**Exercise input**
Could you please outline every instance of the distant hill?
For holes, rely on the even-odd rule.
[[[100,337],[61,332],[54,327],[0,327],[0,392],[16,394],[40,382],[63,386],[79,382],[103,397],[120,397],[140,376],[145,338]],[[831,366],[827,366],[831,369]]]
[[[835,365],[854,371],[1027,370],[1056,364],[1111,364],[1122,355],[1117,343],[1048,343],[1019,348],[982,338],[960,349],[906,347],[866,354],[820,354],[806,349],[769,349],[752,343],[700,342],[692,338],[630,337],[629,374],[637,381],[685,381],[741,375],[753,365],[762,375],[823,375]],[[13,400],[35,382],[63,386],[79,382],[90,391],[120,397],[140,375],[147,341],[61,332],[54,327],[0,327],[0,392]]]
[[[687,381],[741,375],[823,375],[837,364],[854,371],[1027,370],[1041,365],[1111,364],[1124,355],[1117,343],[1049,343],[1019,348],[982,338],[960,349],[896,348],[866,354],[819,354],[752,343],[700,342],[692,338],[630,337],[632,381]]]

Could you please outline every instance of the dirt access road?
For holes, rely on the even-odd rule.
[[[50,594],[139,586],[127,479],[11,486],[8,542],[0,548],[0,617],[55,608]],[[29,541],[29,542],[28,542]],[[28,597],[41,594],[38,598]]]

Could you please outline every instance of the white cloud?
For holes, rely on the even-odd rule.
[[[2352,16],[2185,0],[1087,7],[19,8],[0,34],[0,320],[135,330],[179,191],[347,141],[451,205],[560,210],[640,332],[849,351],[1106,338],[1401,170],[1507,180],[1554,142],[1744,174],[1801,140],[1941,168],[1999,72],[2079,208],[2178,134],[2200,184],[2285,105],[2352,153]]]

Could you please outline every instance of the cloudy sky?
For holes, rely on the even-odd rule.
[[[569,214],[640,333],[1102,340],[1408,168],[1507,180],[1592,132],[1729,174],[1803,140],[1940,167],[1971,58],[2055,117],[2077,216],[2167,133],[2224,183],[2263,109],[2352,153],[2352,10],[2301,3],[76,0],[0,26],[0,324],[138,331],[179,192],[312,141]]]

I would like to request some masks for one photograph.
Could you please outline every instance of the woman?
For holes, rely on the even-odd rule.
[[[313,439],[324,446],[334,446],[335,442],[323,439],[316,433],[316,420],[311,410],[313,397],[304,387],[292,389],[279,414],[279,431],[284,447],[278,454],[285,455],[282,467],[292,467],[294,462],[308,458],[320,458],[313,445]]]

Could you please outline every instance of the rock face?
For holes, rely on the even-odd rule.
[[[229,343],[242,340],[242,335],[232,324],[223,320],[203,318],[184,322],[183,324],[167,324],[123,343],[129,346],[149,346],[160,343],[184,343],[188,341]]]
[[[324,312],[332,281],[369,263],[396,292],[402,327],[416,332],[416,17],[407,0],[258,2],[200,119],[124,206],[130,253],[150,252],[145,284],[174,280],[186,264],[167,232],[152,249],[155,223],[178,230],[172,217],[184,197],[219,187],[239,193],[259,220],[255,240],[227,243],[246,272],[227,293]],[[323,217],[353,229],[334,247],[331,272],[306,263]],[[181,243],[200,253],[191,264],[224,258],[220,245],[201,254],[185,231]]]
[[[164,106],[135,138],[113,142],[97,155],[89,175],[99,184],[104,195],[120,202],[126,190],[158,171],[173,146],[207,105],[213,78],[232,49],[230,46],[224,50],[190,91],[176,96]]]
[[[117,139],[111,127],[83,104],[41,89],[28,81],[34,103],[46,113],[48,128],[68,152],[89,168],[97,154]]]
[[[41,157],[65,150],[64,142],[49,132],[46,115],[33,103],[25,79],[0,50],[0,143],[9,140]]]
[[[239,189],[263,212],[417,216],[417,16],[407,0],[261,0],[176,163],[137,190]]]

**What to work on**
Please reproduce, word for word, every line from the line with "Could you please outline every instance of the woman?" to the final line above, including both ends.

**Task answer**
Could you please outline every instance of the woman?
For holes, rely on the even-odd rule.
[[[313,439],[324,446],[334,446],[335,442],[323,439],[316,433],[316,420],[311,410],[313,397],[304,387],[292,389],[279,414],[279,431],[284,447],[278,454],[285,455],[282,467],[292,467],[294,462],[308,458],[320,458],[313,445]]]

Could you please outline every instance of the rock face?
For holes, rely on the even-odd rule.
[[[229,343],[242,340],[242,335],[232,324],[223,320],[203,318],[184,322],[183,324],[167,324],[123,343],[129,346],[149,346],[160,343],[184,343],[188,341]]]
[[[324,312],[332,281],[369,263],[396,292],[402,327],[416,332],[416,17],[407,0],[258,2],[200,119],[124,206],[130,253],[150,252],[145,284],[174,280],[186,264],[167,232],[152,249],[155,223],[178,230],[172,217],[184,197],[219,187],[239,193],[259,220],[255,240],[227,243],[246,272],[227,293]],[[323,217],[353,229],[334,247],[331,272],[306,263]],[[181,243],[200,253],[191,264],[224,258],[220,245],[201,254],[185,231]]]
[[[164,106],[135,138],[113,142],[97,155],[89,175],[99,184],[104,195],[120,202],[126,190],[158,171],[173,146],[207,105],[213,78],[232,49],[230,46],[224,50],[190,91],[176,96]]]
[[[117,139],[111,127],[83,104],[41,89],[28,81],[34,103],[46,113],[48,128],[68,152],[89,168],[97,154]]]
[[[41,157],[65,150],[64,142],[49,132],[46,115],[33,103],[25,79],[0,50],[0,143],[9,140]]]
[[[239,189],[263,212],[417,216],[417,16],[407,0],[261,0],[176,163],[137,190]]]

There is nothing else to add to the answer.